Reading text:
2025-L2 Tracing Late Miocene sea surface temperature in the equatorial Pacific during past El Niño-like climate states

Project highlights

Investigating how Late Miocene shifts between El Niño-like and La Niña-like climate states impacted Pacific sea surface temperatures and the global heat budget

Exploring the impact of prolonged El Niño-like warm climates on foraminifera and the marine biosphere

Working on deep-marine sediments recovered by the International Ocean Discovery Program (IODP) and ability to interact with others from this large international research community.

Overview

During the Late Miocene (~11.6-5.3 Ma), Earth’s climate was much warmer, similar to that predicted by the IPCC for the year 2100. A prolonged El Niño-like state is thought to have dominated the equatorial Pacific for part of the Late Miocene, with warm waters spreading across the entire equatorial region. The modern El Niño cycle causes significant global climate anomalies far afield from the Pacific Ocean. This project aims to improve understanding of the potential presence and impacts of prolonged El Niño-like conditions in a past warm climate similar to those predicted for the future.

Stated goal A: Reproduce the passage of the project description starting at "Working on deep-marine" and ending at "for the future.", word for word.

Records of labeled points:
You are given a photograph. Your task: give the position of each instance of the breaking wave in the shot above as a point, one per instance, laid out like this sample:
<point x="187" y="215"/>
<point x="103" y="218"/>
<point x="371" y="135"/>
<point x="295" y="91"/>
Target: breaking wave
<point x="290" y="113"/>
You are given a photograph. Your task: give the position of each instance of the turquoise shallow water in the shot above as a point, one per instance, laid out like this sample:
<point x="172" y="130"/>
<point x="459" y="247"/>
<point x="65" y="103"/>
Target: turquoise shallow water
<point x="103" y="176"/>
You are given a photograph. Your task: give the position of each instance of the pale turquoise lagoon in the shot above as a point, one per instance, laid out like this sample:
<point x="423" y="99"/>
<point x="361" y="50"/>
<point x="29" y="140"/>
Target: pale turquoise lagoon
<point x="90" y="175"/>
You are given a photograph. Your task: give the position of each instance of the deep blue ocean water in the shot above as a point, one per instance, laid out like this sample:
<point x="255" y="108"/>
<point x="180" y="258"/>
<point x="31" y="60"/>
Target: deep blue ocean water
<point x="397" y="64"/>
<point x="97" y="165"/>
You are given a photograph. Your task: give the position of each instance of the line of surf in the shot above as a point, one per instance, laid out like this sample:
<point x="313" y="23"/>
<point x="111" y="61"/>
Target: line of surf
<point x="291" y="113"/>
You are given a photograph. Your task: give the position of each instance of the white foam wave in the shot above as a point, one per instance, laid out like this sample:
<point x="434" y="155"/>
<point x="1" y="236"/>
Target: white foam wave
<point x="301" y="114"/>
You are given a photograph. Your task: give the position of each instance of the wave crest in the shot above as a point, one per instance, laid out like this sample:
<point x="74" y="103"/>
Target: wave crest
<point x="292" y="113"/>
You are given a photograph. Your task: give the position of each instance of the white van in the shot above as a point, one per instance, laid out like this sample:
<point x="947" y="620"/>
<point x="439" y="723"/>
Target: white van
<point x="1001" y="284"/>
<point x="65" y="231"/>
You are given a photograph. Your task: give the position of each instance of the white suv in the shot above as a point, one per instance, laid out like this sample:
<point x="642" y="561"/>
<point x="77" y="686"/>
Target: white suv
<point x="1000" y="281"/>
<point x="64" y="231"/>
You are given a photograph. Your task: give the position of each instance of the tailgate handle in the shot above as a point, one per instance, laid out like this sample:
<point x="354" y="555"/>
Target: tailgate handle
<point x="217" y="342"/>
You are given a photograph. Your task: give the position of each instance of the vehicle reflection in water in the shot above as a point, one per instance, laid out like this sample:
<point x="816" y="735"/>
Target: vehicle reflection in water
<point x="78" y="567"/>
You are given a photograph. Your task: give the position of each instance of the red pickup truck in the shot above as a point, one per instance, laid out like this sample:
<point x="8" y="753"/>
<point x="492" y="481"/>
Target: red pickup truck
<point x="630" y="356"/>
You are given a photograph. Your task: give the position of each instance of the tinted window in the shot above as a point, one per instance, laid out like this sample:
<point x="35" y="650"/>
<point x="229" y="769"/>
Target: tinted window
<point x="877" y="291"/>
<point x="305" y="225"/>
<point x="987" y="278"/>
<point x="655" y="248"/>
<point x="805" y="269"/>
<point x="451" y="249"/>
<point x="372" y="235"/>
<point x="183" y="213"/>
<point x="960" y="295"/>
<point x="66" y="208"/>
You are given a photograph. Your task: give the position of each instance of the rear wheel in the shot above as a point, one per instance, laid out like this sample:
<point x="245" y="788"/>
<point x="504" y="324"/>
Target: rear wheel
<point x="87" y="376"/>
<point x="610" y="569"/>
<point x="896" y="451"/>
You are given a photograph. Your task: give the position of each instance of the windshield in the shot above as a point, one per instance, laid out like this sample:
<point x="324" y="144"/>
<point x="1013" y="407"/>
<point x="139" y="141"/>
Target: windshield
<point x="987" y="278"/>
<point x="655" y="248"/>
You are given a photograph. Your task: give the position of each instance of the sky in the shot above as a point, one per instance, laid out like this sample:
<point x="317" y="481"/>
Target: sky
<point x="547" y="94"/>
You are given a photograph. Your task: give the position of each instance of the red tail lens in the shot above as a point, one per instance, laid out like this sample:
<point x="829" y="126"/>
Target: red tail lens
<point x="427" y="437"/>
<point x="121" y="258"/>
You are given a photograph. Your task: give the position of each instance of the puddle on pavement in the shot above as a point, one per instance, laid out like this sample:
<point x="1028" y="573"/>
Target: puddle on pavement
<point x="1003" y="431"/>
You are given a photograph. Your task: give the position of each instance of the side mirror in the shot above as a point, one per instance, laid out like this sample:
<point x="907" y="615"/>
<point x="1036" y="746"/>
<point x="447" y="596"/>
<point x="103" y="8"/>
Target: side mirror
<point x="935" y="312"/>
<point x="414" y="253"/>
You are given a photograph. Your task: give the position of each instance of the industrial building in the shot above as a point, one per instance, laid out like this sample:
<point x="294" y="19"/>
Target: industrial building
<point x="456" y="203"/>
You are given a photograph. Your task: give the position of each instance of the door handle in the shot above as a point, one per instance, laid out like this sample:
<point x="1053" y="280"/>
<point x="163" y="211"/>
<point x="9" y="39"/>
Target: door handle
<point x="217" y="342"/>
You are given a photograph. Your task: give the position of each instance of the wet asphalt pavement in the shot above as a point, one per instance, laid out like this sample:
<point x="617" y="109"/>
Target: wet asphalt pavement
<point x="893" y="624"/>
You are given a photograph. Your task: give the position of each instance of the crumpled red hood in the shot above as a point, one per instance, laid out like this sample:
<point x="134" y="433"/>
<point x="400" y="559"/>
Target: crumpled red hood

Stated goal B: Collect every line of the records that contains the string "building", and list those lines unchanged.

Task solution A:
Working on deep-marine sediments recovered by the International Ocean Discovery Program (IODP) and ability to interact with others from this large international research community.

Overview

During the Late Miocene (~11.6-5.3 Ma), Earth’s climate was much warmer, similar to that predicted by the IPCC for the year 2100. A prolonged El Niño-like state is thought to have dominated the equatorial Pacific for part of the Late Miocene, with warm waters spreading across the entire equatorial region. The modern El Niño cycle causes significant global climate anomalies far afield from the Pacific Ocean. This project aims to improve understanding of the potential presence and impacts of prolonged El Niño-like conditions in a past warm climate similar to those predicted for the future.

Task solution B:
You are given a photograph. Your task: give the position of each instance of the industrial building in the shot above as a point, one per instance, laid out like this sample:
Target: industrial building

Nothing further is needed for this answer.